* Zu bearbeitende Aufgabe: Geben Sie die gesamte folgende Auflistung als zweispaltige CSV-Datei mit den Spalten „text“ und „antwort“ aus. Jede Zeile enthält einen Text und die zugehörige Antwort, jeweils in einem Feld in Anführungszeichen, wobei Zeilenumbrüche durch Leerzeichen ersetzt werden.

* Vorliegende Auflistung:
==============================

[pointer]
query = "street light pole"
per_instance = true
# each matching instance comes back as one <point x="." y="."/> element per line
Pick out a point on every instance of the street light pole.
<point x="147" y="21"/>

==============================

* Ergebnis der Aufgabe:
text,antwort
"[pointer] query = ""street light pole"" per_instance = true # each matching instance comes back as one <point x=""."" y="".""/> element per line Pick out a point on every instance of the street light pole.","<point x=""147"" y=""21""/>"